#### [PROBLEM DESCRIPTION]
How many lines in the data below contain the string "moon"? Case counts. Reply with the number alone.

#### [DATASET CONTENT]

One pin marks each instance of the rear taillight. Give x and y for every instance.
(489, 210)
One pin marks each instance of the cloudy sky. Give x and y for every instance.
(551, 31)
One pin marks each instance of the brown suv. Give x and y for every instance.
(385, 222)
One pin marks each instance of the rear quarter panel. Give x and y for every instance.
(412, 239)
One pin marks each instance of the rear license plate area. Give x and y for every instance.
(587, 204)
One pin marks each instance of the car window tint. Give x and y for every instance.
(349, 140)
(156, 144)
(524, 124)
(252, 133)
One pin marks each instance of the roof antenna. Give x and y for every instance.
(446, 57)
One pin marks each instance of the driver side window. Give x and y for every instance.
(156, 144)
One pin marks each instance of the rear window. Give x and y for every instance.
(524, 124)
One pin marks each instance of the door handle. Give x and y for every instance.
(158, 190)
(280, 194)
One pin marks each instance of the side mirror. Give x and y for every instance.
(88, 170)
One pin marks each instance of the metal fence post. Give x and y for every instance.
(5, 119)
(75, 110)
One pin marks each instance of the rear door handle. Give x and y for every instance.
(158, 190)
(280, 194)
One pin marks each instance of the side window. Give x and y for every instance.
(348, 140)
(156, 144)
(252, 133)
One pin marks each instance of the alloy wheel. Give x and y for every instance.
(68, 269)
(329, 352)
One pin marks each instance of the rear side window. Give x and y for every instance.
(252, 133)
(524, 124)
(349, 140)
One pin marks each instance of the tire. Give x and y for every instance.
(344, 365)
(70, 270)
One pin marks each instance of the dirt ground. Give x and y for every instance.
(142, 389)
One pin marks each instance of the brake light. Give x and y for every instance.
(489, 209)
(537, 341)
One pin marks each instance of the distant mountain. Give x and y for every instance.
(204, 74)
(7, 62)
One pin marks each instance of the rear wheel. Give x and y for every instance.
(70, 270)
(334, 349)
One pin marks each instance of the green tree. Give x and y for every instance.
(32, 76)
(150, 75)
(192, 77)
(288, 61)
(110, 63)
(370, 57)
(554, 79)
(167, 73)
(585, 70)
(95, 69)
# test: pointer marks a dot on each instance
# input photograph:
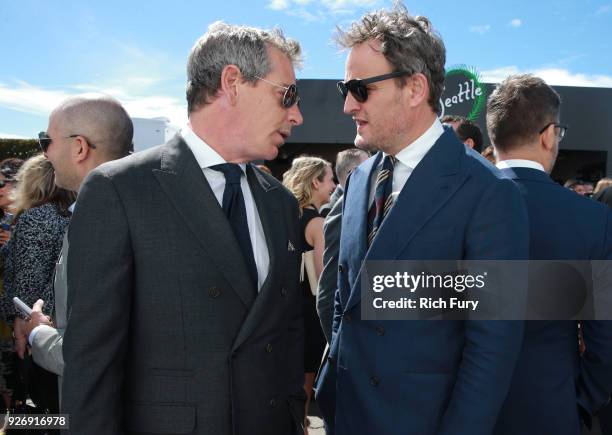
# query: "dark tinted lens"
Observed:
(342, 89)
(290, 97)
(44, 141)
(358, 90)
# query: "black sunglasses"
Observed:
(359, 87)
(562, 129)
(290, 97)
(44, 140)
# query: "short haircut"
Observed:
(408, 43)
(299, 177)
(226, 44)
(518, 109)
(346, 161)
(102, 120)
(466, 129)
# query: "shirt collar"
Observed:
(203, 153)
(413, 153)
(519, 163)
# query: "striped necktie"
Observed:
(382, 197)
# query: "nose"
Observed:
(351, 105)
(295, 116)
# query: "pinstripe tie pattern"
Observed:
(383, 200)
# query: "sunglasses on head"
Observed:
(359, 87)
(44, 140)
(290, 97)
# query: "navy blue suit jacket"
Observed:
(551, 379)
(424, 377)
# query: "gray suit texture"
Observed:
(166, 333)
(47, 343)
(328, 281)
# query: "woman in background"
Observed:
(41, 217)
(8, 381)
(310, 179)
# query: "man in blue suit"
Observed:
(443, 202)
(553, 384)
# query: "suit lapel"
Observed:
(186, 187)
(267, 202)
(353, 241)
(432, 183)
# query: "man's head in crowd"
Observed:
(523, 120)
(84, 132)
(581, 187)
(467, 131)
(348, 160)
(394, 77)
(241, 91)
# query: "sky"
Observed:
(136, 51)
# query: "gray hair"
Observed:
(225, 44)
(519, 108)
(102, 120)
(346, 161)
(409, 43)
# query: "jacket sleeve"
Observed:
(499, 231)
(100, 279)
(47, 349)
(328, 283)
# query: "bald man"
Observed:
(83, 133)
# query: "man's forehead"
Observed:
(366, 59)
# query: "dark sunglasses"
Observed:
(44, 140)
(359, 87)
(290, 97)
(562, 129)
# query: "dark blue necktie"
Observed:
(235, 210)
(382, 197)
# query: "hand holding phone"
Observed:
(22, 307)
--
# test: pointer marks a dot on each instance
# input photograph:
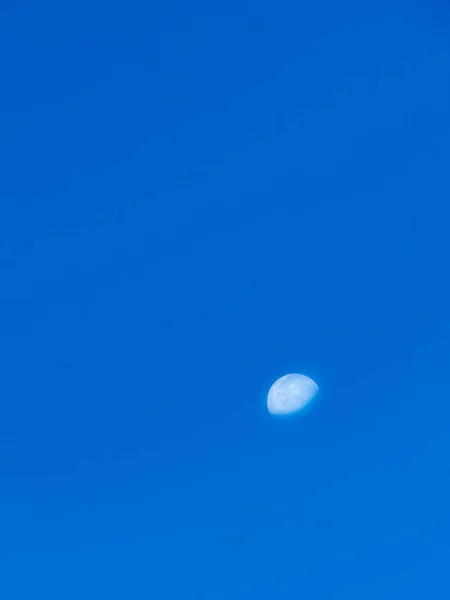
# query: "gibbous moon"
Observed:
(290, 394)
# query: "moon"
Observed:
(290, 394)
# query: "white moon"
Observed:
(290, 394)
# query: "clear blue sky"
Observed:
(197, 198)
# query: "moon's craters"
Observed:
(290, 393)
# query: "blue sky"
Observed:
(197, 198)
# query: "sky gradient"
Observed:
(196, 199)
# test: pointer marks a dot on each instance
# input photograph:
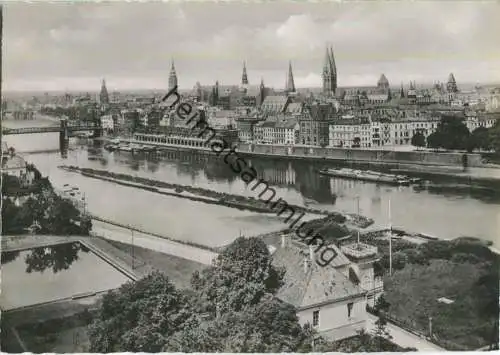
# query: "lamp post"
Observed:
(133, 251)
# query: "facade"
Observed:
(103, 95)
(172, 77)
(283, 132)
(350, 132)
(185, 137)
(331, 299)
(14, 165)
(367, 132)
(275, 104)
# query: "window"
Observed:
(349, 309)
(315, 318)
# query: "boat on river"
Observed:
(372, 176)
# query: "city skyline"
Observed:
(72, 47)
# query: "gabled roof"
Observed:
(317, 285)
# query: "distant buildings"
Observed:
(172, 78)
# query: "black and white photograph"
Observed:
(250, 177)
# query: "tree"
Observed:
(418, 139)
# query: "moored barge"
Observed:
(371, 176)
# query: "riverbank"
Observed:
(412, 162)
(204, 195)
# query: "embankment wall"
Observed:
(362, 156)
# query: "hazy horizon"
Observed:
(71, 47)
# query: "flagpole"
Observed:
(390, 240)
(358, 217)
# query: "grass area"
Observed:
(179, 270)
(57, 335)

#### [THE SOLUTION]
4